• [TASK ITEM]: Beneath this task are records; count how many lines include the string "water" and answer with that number alone.
___ GIVEN INFORMATION ___
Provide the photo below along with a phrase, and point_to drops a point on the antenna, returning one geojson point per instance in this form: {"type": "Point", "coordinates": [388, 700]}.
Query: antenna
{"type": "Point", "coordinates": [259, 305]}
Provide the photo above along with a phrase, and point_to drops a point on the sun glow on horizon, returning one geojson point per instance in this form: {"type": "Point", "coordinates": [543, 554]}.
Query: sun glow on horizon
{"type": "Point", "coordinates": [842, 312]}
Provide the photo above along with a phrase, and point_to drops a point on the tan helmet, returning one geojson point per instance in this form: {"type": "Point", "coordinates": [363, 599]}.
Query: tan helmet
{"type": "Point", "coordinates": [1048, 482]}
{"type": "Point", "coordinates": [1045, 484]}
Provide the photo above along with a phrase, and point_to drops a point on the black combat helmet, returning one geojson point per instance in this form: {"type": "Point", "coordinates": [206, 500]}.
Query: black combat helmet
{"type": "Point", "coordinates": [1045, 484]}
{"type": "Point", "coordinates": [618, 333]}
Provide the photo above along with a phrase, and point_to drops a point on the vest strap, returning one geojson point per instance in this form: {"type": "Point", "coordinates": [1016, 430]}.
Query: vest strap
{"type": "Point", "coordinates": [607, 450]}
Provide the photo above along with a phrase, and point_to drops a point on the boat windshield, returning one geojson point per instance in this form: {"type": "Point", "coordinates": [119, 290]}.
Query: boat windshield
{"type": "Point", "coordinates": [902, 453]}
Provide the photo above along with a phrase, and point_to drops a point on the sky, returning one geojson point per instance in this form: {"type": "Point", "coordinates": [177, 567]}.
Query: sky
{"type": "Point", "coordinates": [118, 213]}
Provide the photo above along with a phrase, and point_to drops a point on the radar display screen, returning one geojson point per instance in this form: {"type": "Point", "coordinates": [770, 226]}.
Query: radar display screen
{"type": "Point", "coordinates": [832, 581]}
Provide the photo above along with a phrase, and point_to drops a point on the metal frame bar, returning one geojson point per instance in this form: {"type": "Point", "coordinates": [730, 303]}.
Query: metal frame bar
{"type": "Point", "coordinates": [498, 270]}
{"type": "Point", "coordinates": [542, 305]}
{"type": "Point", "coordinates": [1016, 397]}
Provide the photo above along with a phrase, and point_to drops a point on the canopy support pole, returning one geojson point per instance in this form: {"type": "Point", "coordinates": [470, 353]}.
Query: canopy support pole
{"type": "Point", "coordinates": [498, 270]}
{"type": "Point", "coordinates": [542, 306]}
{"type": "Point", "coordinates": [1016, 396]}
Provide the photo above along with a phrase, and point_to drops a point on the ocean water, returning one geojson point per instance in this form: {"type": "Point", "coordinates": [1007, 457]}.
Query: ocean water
___
• [THE ANSWER]: 2